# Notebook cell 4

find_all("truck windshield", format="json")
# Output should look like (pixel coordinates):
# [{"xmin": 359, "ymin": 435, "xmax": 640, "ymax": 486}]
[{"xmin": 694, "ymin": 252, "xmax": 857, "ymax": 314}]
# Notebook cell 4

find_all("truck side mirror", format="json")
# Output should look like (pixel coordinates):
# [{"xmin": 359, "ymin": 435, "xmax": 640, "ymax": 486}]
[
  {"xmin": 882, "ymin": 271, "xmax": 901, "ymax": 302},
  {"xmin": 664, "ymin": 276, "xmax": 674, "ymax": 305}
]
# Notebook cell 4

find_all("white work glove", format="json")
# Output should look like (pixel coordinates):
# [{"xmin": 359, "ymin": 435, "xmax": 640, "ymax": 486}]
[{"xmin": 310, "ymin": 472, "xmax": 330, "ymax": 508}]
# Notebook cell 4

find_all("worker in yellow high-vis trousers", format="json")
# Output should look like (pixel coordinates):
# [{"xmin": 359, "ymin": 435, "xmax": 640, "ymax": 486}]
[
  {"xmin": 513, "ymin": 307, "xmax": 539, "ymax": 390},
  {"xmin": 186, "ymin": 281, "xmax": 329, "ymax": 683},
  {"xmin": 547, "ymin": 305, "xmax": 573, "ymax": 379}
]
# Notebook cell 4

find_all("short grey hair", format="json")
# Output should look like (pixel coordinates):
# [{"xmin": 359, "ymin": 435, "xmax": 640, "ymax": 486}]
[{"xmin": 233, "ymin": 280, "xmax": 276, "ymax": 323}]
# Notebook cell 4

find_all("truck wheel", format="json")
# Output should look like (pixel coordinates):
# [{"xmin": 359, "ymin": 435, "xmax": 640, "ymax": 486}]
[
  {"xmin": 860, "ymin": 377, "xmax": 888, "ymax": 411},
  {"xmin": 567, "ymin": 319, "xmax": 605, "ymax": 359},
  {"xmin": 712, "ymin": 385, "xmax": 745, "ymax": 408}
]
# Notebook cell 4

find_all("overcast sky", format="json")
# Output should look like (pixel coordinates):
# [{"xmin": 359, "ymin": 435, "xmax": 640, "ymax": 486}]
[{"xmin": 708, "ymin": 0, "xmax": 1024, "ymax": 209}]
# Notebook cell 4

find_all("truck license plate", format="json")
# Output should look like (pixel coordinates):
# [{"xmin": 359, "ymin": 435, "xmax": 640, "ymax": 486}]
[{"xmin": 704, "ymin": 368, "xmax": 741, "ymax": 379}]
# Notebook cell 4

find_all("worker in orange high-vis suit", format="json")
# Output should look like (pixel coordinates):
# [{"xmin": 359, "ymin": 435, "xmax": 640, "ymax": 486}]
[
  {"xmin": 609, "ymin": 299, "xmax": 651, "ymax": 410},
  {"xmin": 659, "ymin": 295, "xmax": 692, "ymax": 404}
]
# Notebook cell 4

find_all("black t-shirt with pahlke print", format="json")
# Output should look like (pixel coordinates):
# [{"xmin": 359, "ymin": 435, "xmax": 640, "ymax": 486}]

────────────────────────────────────────

What you have to do => What is the number of lines in the data that include "json"? Respond with that number and no other text.

Response to the exercise => 10